(Point-per-instance localization data)

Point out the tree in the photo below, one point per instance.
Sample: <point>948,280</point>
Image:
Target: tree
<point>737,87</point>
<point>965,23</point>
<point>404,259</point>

--

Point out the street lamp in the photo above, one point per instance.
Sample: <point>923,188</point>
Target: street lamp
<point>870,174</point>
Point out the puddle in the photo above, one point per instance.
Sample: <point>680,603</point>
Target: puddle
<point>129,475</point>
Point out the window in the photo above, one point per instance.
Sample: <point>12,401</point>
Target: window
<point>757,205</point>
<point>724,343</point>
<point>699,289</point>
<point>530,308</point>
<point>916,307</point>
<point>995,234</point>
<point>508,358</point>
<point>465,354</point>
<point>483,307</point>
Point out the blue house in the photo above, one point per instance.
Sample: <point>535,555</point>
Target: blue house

---

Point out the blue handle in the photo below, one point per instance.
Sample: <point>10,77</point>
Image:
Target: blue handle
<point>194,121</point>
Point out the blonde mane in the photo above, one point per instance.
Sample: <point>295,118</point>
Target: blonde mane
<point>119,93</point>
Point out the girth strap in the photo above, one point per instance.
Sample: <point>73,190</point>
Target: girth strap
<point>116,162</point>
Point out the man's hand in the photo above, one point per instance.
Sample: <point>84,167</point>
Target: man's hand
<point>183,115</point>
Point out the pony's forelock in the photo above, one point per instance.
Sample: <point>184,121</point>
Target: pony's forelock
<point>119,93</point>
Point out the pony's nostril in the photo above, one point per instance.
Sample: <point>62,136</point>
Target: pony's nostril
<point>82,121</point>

* **Your instructions**
Each line that includes the string "Sample" should be copied from the data.

* **Response area**
Sample: <point>948,280</point>
Sample: <point>923,188</point>
Sample: <point>680,603</point>
Sample: <point>12,401</point>
Sample: <point>535,555</point>
Sample: <point>10,77</point>
Sample: <point>295,118</point>
Sample: <point>73,190</point>
Sample: <point>84,167</point>
Sample: <point>184,121</point>
Sample: <point>62,136</point>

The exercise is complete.